Continue the article about Sensorion's shift to SENS-601 from where it stops.

(Beginning of Page extract)

Sensorion has selected SENS-601 — an AAV-based gene therapy that addresses GJB2-related hearing loss — as its lead program, abandoning its OTOF-related hearing loss candidate in the wake of a rival approval.
The company has filed a clinical trial application in Canada and France to evaluate the safety, tolerability and efficacy of intra-cochlear administration of SENS-601 for the treatment of GJB2 gene-mediated hearing loss in pediatric patients. The IND submission with the FDA in the U.S. and the submission in Australia are on track by year-end 2026.
In conjunction with this, Sensorion has decided to discontinue the clinical development activity for SENS-501 for OTOF-related hearing loss and ending recruitment in the Audiogene trial. Back in April, the FDA granted accelerated approval to Regeneron’s Otarmeni, an AAV vector-based gene therapy indicated for the treatment of pediatric and adult patients with severe-to-profound and profound sensorineural hearing loss associated with molecularly confirmed biallelic variants in the OTOF gene. Regeneron also announced it’s decision to make the therapy available for free in the U.S.

(End of Page extract)
(Beginning of Dataset)

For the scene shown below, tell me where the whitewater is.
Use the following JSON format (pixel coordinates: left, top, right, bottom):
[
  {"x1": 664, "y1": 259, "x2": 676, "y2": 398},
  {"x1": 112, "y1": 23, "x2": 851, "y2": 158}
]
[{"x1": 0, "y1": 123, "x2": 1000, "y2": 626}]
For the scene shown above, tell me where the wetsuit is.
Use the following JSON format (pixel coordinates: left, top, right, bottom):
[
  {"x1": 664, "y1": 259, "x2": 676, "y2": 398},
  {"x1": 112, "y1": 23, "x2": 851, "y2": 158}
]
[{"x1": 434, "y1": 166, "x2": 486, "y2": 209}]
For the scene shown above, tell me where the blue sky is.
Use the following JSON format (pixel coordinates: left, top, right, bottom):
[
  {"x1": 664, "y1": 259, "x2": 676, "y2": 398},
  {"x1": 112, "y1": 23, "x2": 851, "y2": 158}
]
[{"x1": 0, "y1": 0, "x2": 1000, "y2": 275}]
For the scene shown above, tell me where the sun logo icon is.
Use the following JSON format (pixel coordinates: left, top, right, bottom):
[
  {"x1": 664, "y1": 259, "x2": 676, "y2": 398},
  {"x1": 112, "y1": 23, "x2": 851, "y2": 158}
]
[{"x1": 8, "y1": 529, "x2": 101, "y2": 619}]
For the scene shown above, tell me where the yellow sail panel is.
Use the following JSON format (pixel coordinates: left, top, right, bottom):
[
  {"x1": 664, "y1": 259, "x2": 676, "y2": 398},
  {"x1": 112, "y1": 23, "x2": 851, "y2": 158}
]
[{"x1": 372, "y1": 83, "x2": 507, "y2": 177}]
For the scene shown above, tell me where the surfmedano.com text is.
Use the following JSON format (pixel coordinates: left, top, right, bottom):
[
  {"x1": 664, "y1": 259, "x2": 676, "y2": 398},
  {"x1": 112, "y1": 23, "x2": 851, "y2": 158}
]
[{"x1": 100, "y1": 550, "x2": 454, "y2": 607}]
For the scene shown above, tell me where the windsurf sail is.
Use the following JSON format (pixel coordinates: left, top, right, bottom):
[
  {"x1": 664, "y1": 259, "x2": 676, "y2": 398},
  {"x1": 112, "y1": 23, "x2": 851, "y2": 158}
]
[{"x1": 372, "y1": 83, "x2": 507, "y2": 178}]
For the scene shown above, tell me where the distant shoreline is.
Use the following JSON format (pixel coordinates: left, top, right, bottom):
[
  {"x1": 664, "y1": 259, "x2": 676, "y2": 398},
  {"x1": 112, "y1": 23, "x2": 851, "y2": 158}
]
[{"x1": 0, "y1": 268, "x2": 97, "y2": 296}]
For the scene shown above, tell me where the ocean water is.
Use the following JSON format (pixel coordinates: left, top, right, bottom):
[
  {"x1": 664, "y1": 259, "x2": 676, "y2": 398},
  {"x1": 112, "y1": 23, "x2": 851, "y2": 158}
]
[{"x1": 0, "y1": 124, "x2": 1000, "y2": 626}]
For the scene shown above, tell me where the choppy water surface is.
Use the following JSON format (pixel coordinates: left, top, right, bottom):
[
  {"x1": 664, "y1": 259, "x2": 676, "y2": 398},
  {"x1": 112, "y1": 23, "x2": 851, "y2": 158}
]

(End of Dataset)

_Exercise result_
Given that OTOF-related hearing loss is an ultra-rare condition, Sensorion will concentrate the company’s resources on SENS-601, “where the unmet need is an order of magnitude larger and no approved therapy is currently available.” GJB2 mutations represent the most common cause of genetic congenital deafness, responsible for approximately 50% of autosomal recessive non-syndromic hearing loss. As such, SENS-601 has the potential to address three distinct pathologies: pediatric congenital deafness, progressive forms of hearing loss in children, and early onset of presbycusis in adults.